* [Objectif 1]: Dans les entrées, remplacez « drop a dot » par « place a mark » sur le passage allant de la ligne qui contient « on the wrapped » jusqu'à la fin des entrées, puis redonnez ce passage avec tout le reste inchangé et sans les images.

* [Texte source]:
L’intervention vise à présenter un cadre économique d’analyse des bénéfices de la diplomation et à préciser la manière dont il peut éclairer deux questions d’actualité sur la sélection à l’Université. La première : l’augmentation ou la mise en place de frais d’inscription conduit-elle nécessairement à une « sélection par l’argent » des étudiants en écartant les étudiants issus de milieux sociaux modestes ? La seconde : « la sélection par l’échec » que constituent, de fait, les taux élevés de redoublement et d’abandon en premier cycle, est-elle couteuse pour la société ou au contraire bénéfique en maintenant les jeunes en formation même si ces derniers n’obtiennent pas de diplôme in fine ?

L’intervention présentera les concepts de rendements privés, rendements fiscaux et autres rendements publics (externalités) de l’éducation. Le niveau de coût d’opportunité des formations dans le supérieur, et son importance relative par rapports aux coûts additionnels (droits d’inscription, etc.) permet d’expliquer le lien faible observé dans divers pays entre suppression des droits d’inscription et « démocratisation de l’enseignement supérieur ». Par ailleurs, les évaluations économiques disponibles suggèrent qu’en France la « sélection par l’échec » réduit le bénéfice social des diplômes de licence d’environ 85%.


Questions du public


Animatrice : Hélène GISPERT

11h10 – 11h50
Sophie ORANGE, maître de conférences en sociologie à l’Université de Nantes (CENS) et membre junior de l’IUF
La « nouvelle » gestion des risques scolaires à l’Université : sélection, prédiction, responsabilisation 

La gestion des risques scolaires qui sert de principe aux réformes récentes de l’enseignement supérieur conduit à cibler des populations et à gérer leur flux plutôt que de chercher les moyens (matériels, humains, pédagogiques) de la réussite du plus grand nombre d’étudiants. En cela, les nouvelles modalités d’orientation vers l’enseignement supérieur via Parcoursup rejoignent pleinement les évolutions analysées par Robert Castel dans le champ de la santé mentale et du travail social. Cette nouvelle gestion des bacheliers se veut à la fois prédictive et préventive et assigne toujours plus des places scolaires spécifiques en fonction des origines sociales.

* [Objectif 2]: Recopiez à l'identique le passage du texte source allant de « L’intervention vise à » jusqu'à « diplôme in fine ? ».

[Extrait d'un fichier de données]
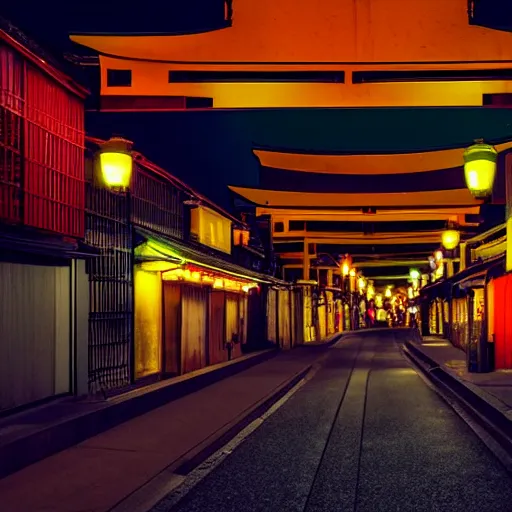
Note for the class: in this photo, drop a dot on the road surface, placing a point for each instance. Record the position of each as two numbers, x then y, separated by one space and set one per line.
365 433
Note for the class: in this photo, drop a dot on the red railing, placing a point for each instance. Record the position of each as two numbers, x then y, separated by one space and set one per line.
41 149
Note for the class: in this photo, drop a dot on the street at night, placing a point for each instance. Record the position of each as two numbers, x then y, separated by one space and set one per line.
256 255
365 433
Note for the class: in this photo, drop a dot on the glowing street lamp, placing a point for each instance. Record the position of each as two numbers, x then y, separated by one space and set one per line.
480 161
450 239
116 163
346 265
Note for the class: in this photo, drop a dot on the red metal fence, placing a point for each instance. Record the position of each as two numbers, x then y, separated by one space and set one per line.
41 149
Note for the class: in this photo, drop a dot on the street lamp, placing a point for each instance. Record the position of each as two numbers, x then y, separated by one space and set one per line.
450 239
480 169
414 274
116 163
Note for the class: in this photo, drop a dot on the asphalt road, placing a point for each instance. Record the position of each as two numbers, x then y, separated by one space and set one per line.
365 433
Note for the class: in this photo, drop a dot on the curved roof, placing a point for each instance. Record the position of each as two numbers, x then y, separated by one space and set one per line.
293 199
341 30
367 164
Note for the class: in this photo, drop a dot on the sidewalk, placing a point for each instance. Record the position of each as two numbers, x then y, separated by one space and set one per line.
102 471
488 396
497 384
32 435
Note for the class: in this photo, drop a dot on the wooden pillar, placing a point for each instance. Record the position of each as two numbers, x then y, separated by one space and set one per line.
463 248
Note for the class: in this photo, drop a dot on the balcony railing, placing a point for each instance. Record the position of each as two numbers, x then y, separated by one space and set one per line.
41 149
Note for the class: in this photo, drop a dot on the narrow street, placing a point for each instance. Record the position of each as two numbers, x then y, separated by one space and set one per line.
365 433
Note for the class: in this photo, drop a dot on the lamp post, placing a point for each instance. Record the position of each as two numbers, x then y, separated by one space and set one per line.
116 163
480 161
116 167
480 164
450 239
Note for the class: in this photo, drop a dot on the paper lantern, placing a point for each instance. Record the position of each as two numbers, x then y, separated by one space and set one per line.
116 162
480 169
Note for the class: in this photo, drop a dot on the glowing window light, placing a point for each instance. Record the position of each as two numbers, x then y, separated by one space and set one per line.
480 169
116 162
450 239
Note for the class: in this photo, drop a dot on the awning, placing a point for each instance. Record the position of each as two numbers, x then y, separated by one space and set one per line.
34 242
158 248
475 276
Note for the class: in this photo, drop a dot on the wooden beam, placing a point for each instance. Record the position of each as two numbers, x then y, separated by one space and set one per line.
364 164
385 215
392 200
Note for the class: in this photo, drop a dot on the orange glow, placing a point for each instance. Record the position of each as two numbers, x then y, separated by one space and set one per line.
151 79
193 274
289 34
241 237
341 31
273 198
367 164
456 215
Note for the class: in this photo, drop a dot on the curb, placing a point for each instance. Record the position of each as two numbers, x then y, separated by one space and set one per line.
52 439
198 455
154 490
487 415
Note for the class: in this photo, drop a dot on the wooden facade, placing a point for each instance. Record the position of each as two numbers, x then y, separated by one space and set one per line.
42 224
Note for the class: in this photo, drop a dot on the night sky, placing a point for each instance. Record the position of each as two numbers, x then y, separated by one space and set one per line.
211 150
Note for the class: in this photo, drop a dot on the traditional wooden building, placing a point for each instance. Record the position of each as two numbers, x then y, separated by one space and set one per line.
43 311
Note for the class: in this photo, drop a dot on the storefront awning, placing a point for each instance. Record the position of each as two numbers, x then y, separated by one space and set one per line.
158 248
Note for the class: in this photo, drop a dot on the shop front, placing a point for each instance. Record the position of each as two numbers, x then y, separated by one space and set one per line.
474 315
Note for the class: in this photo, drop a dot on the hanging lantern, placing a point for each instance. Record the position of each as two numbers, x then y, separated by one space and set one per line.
346 265
480 169
414 274
450 239
116 162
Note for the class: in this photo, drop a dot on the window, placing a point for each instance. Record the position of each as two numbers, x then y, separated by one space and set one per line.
119 77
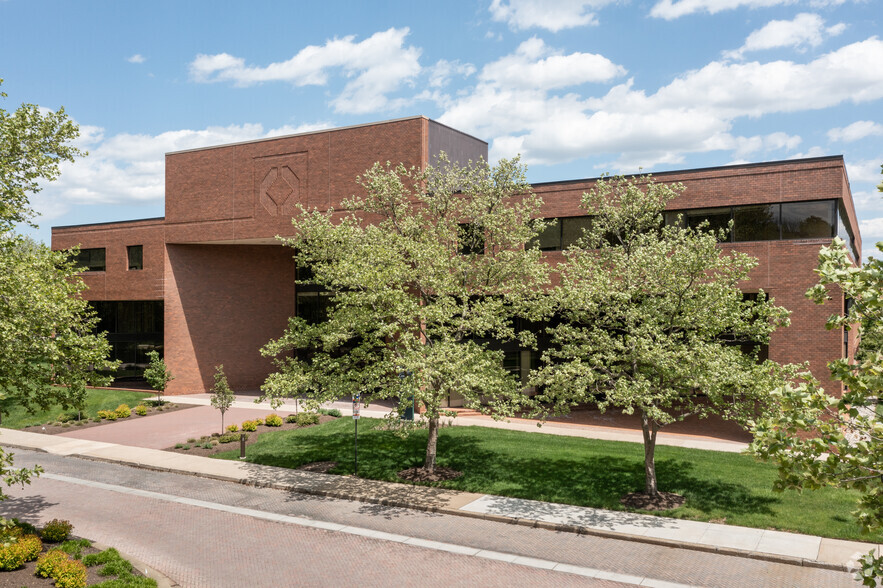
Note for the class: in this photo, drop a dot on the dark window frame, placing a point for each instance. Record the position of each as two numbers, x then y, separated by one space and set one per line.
138 263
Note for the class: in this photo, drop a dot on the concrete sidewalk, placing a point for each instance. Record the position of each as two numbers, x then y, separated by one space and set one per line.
525 425
776 546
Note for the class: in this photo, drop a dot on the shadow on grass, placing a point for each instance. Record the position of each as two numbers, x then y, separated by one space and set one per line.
25 508
492 463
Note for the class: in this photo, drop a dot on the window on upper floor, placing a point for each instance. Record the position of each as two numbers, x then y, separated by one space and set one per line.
136 257
470 237
92 260
562 232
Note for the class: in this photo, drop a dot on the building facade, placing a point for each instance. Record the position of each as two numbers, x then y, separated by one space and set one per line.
209 284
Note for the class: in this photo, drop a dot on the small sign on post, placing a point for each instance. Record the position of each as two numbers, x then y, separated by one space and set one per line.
356 406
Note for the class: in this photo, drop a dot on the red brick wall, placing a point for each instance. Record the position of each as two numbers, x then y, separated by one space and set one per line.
223 303
118 282
216 194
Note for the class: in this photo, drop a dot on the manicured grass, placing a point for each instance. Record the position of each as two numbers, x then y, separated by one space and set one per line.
96 400
571 470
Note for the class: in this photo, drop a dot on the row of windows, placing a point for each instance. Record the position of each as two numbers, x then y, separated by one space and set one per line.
95 260
817 219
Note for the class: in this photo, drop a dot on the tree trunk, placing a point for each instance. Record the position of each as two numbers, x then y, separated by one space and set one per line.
431 445
649 429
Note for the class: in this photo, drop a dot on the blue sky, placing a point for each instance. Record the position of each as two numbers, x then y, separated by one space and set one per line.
577 87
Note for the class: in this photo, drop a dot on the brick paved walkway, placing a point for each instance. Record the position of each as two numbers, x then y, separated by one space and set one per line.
203 547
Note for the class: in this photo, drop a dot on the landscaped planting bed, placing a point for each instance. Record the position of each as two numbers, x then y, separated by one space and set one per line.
719 487
32 558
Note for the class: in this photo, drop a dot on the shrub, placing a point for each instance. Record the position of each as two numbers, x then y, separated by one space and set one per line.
70 574
74 547
30 546
56 530
305 419
48 563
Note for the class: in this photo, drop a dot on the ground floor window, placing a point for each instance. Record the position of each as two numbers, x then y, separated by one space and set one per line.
134 328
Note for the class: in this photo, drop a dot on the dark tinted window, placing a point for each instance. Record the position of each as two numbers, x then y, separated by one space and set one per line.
91 259
471 239
550 238
572 228
808 220
757 223
136 256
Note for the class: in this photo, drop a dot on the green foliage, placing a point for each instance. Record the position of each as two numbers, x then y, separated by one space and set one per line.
818 439
570 470
56 530
157 374
424 266
15 551
50 562
74 547
648 316
304 419
222 396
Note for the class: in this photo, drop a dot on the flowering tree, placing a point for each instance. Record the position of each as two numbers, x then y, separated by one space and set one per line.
649 319
425 268
822 440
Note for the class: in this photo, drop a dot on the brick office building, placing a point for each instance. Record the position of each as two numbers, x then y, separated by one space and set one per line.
209 284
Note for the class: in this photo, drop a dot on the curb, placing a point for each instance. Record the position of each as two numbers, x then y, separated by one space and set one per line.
561 527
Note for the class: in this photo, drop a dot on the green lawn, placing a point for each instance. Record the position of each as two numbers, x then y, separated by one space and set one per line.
571 470
96 400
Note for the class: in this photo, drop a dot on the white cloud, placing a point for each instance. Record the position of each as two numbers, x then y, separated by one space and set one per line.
805 30
551 122
671 9
376 67
857 130
552 15
535 65
867 170
130 169
440 74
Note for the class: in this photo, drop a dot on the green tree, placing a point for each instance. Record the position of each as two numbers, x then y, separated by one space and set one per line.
649 315
426 268
157 374
818 439
222 395
48 350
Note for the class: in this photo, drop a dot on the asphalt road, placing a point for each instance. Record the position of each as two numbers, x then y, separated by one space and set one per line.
224 534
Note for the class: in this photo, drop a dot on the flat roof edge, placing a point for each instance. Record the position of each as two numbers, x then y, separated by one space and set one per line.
136 220
700 169
304 134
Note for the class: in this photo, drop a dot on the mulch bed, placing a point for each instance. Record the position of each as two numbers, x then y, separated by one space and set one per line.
663 501
234 446
54 429
438 474
24 577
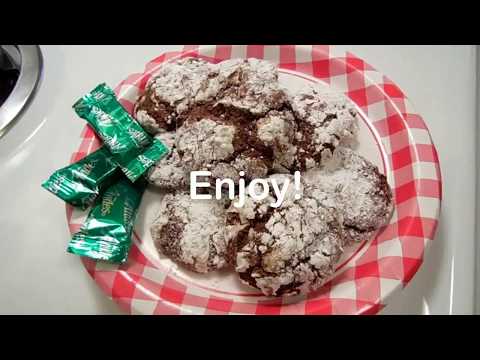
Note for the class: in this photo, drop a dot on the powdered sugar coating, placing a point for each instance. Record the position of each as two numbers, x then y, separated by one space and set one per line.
250 84
204 143
183 82
356 188
325 120
288 250
192 232
277 130
169 172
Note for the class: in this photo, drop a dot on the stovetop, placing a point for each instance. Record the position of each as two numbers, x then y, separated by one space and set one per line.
38 276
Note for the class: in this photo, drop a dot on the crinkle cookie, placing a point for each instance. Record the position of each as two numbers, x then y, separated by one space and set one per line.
251 85
325 120
288 250
174 89
222 140
192 232
356 188
169 173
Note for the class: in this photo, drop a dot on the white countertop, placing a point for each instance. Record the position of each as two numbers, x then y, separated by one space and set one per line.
37 276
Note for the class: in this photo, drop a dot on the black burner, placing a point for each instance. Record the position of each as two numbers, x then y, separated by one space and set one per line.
8 75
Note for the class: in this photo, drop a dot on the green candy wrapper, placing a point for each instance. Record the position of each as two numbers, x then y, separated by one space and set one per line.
80 183
106 234
132 148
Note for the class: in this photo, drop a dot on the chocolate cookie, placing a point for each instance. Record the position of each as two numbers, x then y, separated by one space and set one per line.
277 131
174 89
325 120
288 250
251 85
192 232
222 140
355 187
169 172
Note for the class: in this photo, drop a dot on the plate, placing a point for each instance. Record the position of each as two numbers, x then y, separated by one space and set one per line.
392 135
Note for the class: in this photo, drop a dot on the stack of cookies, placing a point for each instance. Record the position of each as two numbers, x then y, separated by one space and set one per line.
234 116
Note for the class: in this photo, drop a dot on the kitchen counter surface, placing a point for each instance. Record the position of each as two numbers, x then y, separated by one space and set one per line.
37 275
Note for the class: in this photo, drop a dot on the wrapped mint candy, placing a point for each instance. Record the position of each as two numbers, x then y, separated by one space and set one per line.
106 234
80 183
132 148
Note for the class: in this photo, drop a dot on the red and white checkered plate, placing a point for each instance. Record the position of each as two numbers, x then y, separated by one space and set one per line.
391 135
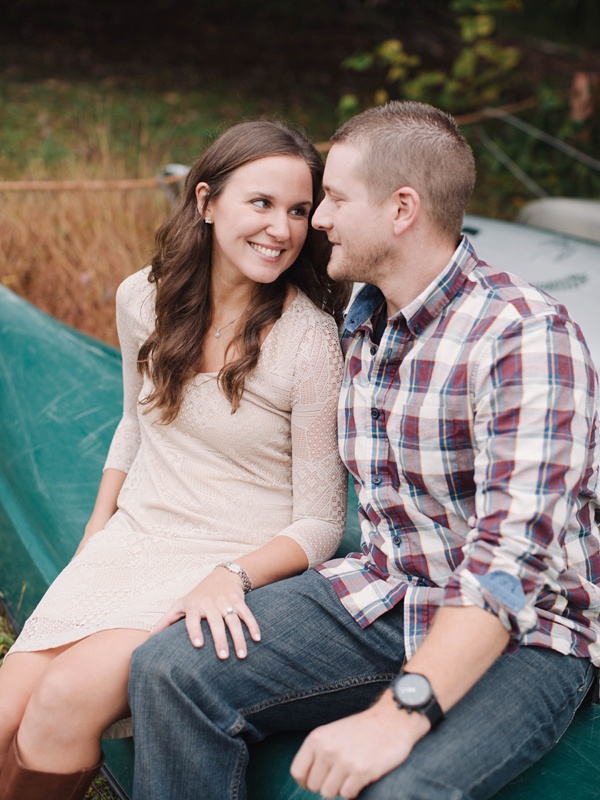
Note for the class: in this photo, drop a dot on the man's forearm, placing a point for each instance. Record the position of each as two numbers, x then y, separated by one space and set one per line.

* [Réponse 1]:
Note for the class: in this photo, place a mark on the wrapped mint candy, placing a point for each instance. Record the position of each as two numbers, x then y, separated by one space and set one per line.
106 234
80 183
132 148
Note for the class: in this photo, place a mark on the red and white checkered plate, placing a point for each instance. Record the position of each as two numbers, x then y, separated by one space and set one per line.
391 135
Note for the class: in this photo, place a mark on the man's forearm, placing a point for each instance. Record the position of each as two numbers, x then y, separated by one space and set one per line.

* [Réponse 2]:
L’intervention vise à présenter un cadre économique d’analyse des bénéfices de la diplomation et à préciser la manière dont il peut éclairer deux questions d’actualité sur la sélection à l’Université. La première : l’augmentation ou la mise en place de frais d’inscription conduit-elle nécessairement à une « sélection par l’argent » des étudiants en écartant les étudiants issus de milieux sociaux modestes ? La seconde : « la sélection par l’échec » que constituent, de fait, les taux élevés de redoublement et d’abandon en premier cycle, est-elle couteuse pour la société ou au contraire bénéfique en maintenant les jeunes en formation même si ces derniers n’obtiennent pas de diplôme in fine ?